• _STATED TASK 1_:
Translate this sentence from the passage on Pluto and Saturn's moons below into Spanish: "Because these moons orbit synchronously, astronomers speak of their leading faces and trailing faces."
• _STATED TASK 2_:
According to the passage on Pluto and Saturn's moons below, in what year was Charon found?
• _STATED TASK 3_:
Write a continuation of the passage on Pluto and Saturn's moons below, starting after its final sentence.

Where Did Pluto Come From?


Except that it doesn’t orbit another planet—and, indeed, has a moon of its own—Pluto looks more like a jovian moon than a planet. It fits into neither the terrestrial nor jovian mold. Some astronomers believe that Pluto is really a renegade moon, escaped from Neptune’s gravitational influence due to a collision or interaction involving Triton, Pluto, Charon, and Nereid. Others regard it as a kind of spare part, something left over from the creation of the solar system, and perhaps only one of a number of such objects in the outer reaches of the solar system, the Kuiper Belt.

Monday, May 31, 2010

Charon, the Moon of Pluto

If, having been discovered in 1930, Pluto was a late addition to our known solar system, its moon, Charon, is almost brand new, having been found in 1978. Named, fittingly, for the mythological ferryman who rowed the dead across the River Styx to the underworld ruled by Pluto, Charon is a little more than half the size of its parent: 806 miles (1,300 km) in diameter versus Pluto’s 1,426 miles (2,300 km). Orbiting 12,214 miles (19,700 km) from Pluto, it takes 6.4 Earth days to make one circuit. Pluto and Charon are tidally locked—forever facing one another; the orbital period and rotation period for both are synchronized at 6.4 days. Like Venus and Uranus, Pluto’s rotation is retrograde spinning on its axis in the opposite direction of most of the planets.

A Dozen More Moons in the Outer Solar System


Thanks to Voyager, the six medium-sized moons of Saturn have also been explored. All of these bodies are tidally locked with Saturn, their orbits synchronous, so that they show but one face to their parent planet. They are frozen worlds, mostly rock and water ice. The most distant from Saturn, Iapetus, orbits some 2,207,200 miles (3,560,000 km) from its parent. Because these moons orbit synchronously, astronomers speak of their leading faces and trailing faces. That one face always looks in the direction of the orbit and the other in the opposite direction has created asymmetrical surface features on some of these moons. The leading face of Iapetus, for example, is very dark, while the trailing face is quite light. While some astronomers suggest that the dark material covering this moon’s leading face is generated internally, others believe that Iapetus sweeps up the dust it encounters.
The innermost moon of Saturn, Mimas is 115,320 miles (186,000 km) out. It is also the smallest of Saturn’s moons, with a radius of just 124 miles (200 km). Mimas is very close to Saturn’s rings and seems to have been battered by material associated with them. Heavily cratered overall, this small moon has one enormous crater named for the astronomer William Herschel, which makes it resemble the “Death Star” commanded by Darth Vader in Star Wars. Whatever caused this impact probably came close to shattering Mimas. Indeed, some astronomers believe that similar impacts may have created some of the debris that formed Saturn’s great rings. The Cassini mission will add greatly to our knowledge of these moons and rings. The Cassini-Huygens Mission to Saturn and its mysterious moon Titan was launched on October 15, 1997.

• _INFORMATION PROVIDED_:
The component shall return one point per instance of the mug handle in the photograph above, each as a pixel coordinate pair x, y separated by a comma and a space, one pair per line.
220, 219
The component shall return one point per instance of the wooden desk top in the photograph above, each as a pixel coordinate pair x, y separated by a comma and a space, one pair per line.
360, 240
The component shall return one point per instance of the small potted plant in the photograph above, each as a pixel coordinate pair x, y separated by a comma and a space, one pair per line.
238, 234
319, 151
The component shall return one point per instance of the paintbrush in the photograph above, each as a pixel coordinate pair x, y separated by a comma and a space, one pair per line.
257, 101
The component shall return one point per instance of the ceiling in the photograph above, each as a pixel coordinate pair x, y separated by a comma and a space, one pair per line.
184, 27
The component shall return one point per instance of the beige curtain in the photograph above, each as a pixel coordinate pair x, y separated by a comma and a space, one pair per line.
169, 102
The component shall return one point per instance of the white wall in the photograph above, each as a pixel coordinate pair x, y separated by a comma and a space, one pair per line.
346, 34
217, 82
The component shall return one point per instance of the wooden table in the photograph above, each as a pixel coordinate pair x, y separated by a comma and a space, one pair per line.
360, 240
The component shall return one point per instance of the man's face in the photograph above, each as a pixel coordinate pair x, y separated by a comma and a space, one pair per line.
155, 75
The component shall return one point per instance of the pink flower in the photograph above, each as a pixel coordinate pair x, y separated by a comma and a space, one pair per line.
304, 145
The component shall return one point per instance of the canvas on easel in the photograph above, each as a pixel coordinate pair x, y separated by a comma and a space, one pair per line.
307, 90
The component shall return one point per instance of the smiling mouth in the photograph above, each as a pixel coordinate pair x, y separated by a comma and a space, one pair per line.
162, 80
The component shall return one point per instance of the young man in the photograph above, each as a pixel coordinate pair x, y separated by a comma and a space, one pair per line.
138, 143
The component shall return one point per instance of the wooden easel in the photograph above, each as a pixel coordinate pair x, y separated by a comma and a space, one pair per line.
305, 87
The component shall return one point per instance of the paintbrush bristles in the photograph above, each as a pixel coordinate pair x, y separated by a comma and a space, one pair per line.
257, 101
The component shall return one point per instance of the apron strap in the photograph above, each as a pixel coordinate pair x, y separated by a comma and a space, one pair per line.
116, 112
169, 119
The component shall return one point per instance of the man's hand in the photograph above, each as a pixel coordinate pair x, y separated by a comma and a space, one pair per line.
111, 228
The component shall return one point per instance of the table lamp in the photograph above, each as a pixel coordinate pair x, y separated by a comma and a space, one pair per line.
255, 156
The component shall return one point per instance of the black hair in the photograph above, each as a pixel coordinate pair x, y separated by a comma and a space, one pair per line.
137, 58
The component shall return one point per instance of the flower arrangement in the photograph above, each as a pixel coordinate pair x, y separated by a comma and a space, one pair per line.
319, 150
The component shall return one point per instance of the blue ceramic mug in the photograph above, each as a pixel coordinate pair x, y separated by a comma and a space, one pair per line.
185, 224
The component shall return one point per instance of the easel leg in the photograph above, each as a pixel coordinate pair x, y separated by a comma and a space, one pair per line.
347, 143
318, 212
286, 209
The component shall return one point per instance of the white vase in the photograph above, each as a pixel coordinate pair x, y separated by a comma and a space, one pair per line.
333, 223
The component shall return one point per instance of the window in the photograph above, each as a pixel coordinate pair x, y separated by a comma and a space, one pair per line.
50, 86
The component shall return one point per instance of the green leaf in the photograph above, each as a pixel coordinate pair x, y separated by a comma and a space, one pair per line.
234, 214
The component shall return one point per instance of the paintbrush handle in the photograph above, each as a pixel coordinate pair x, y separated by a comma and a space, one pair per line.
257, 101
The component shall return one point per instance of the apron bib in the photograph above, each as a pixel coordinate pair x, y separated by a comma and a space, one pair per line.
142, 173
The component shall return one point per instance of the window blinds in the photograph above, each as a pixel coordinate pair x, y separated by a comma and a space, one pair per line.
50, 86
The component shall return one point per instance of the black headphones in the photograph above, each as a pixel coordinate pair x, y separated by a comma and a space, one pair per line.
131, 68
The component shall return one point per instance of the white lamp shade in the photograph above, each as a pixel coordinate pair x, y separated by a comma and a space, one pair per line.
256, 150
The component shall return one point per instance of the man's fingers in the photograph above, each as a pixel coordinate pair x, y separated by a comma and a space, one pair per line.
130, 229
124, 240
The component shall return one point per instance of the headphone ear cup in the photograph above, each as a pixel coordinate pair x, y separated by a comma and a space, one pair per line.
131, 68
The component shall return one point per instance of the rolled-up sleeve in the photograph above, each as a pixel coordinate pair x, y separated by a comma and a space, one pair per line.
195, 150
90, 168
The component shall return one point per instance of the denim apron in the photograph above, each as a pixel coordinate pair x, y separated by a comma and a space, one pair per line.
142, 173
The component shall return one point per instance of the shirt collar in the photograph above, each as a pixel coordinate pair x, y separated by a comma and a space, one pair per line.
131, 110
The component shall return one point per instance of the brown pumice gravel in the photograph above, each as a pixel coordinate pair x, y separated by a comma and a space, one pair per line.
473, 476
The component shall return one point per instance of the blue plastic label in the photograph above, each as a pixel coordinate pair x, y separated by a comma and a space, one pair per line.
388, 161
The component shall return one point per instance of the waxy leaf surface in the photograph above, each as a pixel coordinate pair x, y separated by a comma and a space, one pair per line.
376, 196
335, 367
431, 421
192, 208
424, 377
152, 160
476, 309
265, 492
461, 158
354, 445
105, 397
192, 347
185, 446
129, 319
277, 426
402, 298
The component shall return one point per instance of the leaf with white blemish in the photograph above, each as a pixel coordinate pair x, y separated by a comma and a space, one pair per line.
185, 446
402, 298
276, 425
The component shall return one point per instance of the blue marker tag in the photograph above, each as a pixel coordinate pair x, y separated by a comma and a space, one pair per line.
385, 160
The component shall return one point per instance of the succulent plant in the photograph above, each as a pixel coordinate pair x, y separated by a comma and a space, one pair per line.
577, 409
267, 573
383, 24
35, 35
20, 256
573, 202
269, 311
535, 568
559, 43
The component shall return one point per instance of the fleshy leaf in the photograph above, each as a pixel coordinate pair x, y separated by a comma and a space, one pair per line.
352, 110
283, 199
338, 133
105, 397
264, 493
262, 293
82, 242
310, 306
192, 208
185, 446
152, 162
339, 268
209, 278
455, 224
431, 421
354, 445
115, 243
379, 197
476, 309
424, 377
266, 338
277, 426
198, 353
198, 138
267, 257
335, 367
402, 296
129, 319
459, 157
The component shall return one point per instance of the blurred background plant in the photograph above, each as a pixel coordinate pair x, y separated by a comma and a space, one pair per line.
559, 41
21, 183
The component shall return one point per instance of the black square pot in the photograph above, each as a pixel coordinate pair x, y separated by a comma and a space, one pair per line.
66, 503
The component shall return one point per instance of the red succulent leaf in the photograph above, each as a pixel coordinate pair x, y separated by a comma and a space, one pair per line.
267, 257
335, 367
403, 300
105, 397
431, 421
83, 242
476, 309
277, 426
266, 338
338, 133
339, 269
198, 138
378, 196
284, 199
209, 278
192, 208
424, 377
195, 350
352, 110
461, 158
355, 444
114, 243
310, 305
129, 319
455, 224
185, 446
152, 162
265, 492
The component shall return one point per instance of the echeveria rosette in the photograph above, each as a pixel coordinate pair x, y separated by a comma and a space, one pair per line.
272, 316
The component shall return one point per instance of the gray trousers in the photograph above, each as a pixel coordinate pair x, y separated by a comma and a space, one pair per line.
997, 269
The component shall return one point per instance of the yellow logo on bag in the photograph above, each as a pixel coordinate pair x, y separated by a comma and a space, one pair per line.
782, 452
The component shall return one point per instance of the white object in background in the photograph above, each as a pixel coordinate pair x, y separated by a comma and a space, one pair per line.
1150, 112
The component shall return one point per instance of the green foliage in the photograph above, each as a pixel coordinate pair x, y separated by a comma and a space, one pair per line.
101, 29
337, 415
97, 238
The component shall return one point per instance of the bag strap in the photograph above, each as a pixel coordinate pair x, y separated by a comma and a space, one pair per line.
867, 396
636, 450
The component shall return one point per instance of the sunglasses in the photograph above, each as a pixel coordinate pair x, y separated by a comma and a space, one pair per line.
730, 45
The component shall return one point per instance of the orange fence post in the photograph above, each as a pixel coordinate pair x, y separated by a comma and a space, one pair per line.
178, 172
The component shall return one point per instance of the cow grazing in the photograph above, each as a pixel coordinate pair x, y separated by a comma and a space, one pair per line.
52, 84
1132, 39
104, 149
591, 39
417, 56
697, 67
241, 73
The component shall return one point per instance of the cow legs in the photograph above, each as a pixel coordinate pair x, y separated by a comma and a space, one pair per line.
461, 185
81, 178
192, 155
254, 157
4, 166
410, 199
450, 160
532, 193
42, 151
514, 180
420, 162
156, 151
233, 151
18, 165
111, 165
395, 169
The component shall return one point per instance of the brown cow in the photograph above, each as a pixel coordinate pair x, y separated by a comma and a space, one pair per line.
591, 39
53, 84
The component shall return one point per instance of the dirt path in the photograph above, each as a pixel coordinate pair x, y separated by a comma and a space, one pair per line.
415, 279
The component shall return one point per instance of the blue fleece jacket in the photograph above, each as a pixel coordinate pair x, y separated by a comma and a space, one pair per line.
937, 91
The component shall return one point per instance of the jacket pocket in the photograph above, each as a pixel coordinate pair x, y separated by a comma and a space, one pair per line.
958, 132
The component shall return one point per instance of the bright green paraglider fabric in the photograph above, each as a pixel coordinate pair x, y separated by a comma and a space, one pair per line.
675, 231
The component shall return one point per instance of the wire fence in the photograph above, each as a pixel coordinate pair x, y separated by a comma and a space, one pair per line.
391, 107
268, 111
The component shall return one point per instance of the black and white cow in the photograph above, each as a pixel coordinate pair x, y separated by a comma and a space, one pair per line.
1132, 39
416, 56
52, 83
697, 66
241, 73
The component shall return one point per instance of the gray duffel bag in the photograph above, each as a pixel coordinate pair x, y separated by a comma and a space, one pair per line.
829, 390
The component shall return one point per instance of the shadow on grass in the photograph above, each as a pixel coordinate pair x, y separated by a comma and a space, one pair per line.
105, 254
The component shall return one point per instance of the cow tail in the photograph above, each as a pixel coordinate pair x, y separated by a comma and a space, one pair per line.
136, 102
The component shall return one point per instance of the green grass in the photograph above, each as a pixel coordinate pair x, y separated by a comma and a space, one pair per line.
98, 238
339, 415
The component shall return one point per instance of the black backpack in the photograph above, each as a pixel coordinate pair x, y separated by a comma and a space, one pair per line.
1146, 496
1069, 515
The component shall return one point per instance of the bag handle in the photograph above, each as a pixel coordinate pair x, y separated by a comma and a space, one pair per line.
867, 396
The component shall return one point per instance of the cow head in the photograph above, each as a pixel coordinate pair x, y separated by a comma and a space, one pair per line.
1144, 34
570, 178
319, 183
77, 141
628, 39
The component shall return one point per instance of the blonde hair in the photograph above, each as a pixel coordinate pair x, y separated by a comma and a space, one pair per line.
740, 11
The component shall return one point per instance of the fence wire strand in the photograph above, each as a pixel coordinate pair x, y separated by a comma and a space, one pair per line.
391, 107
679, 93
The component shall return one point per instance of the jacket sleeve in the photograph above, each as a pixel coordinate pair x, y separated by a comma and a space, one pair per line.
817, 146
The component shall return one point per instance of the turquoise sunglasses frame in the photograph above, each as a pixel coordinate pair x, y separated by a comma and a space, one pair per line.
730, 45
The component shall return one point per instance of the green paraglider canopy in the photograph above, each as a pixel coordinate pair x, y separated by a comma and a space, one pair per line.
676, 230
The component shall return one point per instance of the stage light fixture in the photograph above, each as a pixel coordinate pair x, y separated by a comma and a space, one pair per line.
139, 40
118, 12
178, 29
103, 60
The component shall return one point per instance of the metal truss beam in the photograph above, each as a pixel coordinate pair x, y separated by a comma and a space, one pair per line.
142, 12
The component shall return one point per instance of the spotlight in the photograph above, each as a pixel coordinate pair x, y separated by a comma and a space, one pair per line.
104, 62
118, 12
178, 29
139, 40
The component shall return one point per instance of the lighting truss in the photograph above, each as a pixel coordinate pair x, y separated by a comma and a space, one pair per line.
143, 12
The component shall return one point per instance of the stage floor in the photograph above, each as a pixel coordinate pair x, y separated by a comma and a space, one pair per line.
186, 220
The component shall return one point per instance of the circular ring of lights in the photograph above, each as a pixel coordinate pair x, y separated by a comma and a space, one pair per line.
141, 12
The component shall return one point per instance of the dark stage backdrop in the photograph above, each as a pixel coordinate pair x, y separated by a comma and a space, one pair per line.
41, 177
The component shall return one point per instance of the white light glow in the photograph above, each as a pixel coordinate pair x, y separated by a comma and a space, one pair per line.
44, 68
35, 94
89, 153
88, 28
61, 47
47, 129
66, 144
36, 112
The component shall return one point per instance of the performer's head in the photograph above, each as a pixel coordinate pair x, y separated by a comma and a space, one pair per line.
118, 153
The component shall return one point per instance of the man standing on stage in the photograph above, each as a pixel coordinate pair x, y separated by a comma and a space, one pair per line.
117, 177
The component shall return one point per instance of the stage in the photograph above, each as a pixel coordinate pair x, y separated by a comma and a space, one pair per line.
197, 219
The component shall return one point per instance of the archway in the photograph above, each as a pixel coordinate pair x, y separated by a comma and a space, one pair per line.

• _FINAL RESULT 1_:
Como estas lunas orbitan de forma sincrónica, los astrónomos hablan de sus caras delanteras y sus caras traseras.

• _FINAL RESULT 2_:
1978

• _FINAL RESULT 3_:
The spacecraft will separate into two parts as it approaches Saturn, sending the Huygens Titan probe on a mission to the surface of the atmosphereenshrouded moon. The mission will study the magnetosphere of Saturn, the planet Saturn itself and its atmosphere and rings, the moon Titan, and finally the other icy moons that orbit the planet. If there were any worries about the performance of the spacecraft, or what it will do when it arrives at Saturn on July 1, 2004, they were substantially allayed in early 2001 when the Cassini-Huygens Mission sped past Jupiter, snapping pictures of the gas giant. You can check on the progress of the mission and view its photos of Jupiter at www.jpl.nasa.gov/cassini/.
The medium-sized moons of Uranus are Miranda, orbiting 80,600 miles (130,000 km) above the planet; Ariel, 118,400 miles (191,000 km) out; Umbriel, 164,900 miles (266,000 km) out; Titania, 270,300 miles (436,000 km) out; and Oberon, 361,500 miles (583,000 km) out. Of these, the most remarkable is Miranda, which, in contrast to the other moons, is extremely varied geographically, with ridges, valleys, and ovalshaped faults. To the camera of Voyager 2, it presented a chaotic, violently fractured, cobbled-together surface unlike that of any other moon in the solar system. Clearly, this moon had a violent past, though it is unclear whether the disruptions it suffered came from within, without, or both. Some astronomers believe that Miranda was virtually shattered, its pieces coming back together in a near-jumble.

Triton, Neptune’s Large Moon


Triton’s distinction among the jovian moons is a retrograde (backward) orbit—in the reverse direction of the other moons. Moreover, Triton is inclined on its axis about 20 degrees and is the only large jovian moon that does not orbit in the equatorial plane of its planet. Many astronomers believe that these peculiarities are the result of some violent event, perhaps a collision. Others suggest that Triton did not form as part of the Neptunian system of moons, but was captured later by the planet’s gravitational field.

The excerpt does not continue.